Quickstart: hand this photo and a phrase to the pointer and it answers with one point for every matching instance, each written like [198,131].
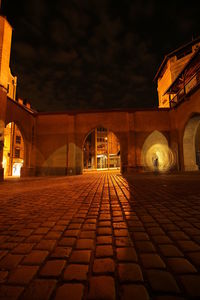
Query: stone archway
[101,150]
[156,154]
[191,144]
[13,150]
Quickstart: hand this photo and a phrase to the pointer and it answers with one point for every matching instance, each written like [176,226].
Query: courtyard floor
[100,236]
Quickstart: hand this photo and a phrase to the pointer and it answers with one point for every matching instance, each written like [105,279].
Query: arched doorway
[191,144]
[156,154]
[101,150]
[13,151]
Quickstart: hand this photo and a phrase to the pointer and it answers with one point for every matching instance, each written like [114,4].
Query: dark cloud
[94,54]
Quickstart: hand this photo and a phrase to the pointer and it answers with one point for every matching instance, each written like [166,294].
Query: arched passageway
[13,151]
[191,144]
[156,154]
[101,150]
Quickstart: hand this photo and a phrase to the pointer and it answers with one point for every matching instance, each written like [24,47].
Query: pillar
[5,48]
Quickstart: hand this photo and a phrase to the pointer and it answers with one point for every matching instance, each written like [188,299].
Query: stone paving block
[3,276]
[61,252]
[42,230]
[10,261]
[3,253]
[104,223]
[39,290]
[23,248]
[178,235]
[120,225]
[169,298]
[104,231]
[88,234]
[145,246]
[131,291]
[96,292]
[162,239]
[45,245]
[76,272]
[36,257]
[25,232]
[191,284]
[22,275]
[34,238]
[140,236]
[130,272]
[162,281]
[181,265]
[52,268]
[59,228]
[67,241]
[170,251]
[104,240]
[85,244]
[8,246]
[10,292]
[89,227]
[74,226]
[80,256]
[195,257]
[70,291]
[122,242]
[103,265]
[188,246]
[120,232]
[155,231]
[152,261]
[104,251]
[126,254]
[71,233]
[53,235]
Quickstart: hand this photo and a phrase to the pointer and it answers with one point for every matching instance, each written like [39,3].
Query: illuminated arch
☆ ☆ ☆
Pictures are excluded; repeat every record exactly.

* Task output
Quickstart: hand this photo and a phrase to the pointer and it answers with one point for every matching instance, each written like [198,131].
Query: stone archway
[101,150]
[156,154]
[191,144]
[13,150]
Quickstart: hand this photo and a phrase to the pointer and it answers with one point for every matching instance, each written like [176,226].
Query: courtyard floor
[100,236]
Quickstart: hand this photo and a phrase to the pointer and it answers with one point for every matching instance, each written like [105,279].
Query: arched doorway
[191,144]
[156,154]
[101,150]
[13,151]
Quickstart: hand this photo and a phrase to the pointer and it answers with one point for every matching instance, each written like [114,4].
Query: dark cloud
[94,54]
Quickstart: hand this photo and a phrase to the pointer and it answers with one point for every matching instance, each written like [166,294].
Query: arched passageway
[13,151]
[191,144]
[156,154]
[101,150]
Quickstart: hand this photo and a phrase to the pointer and it answers with one point for every matching instance, each written like [24,47].
Query: pillar
[5,48]
Quickstart: hand this photo and a phrase to the pointer and it answers with one point for every matching instance, each written like [188,299].
Query: stone paving block
[3,276]
[61,252]
[42,230]
[10,261]
[3,253]
[104,223]
[39,290]
[23,248]
[178,235]
[120,225]
[169,298]
[104,231]
[88,234]
[145,246]
[131,291]
[96,292]
[162,239]
[45,245]
[76,272]
[36,257]
[25,232]
[191,284]
[22,275]
[34,238]
[140,236]
[130,272]
[162,281]
[181,265]
[52,268]
[59,228]
[67,241]
[170,251]
[104,240]
[85,244]
[8,246]
[10,292]
[89,227]
[74,226]
[80,256]
[195,257]
[70,291]
[122,242]
[103,265]
[188,246]
[120,232]
[155,231]
[152,261]
[104,251]
[126,254]
[71,233]
[53,235]
Quickstart: hand this photo and a phrase to the pointer and it answers with one point for every matching instance, each written like [39,3].
Query: illuminated arch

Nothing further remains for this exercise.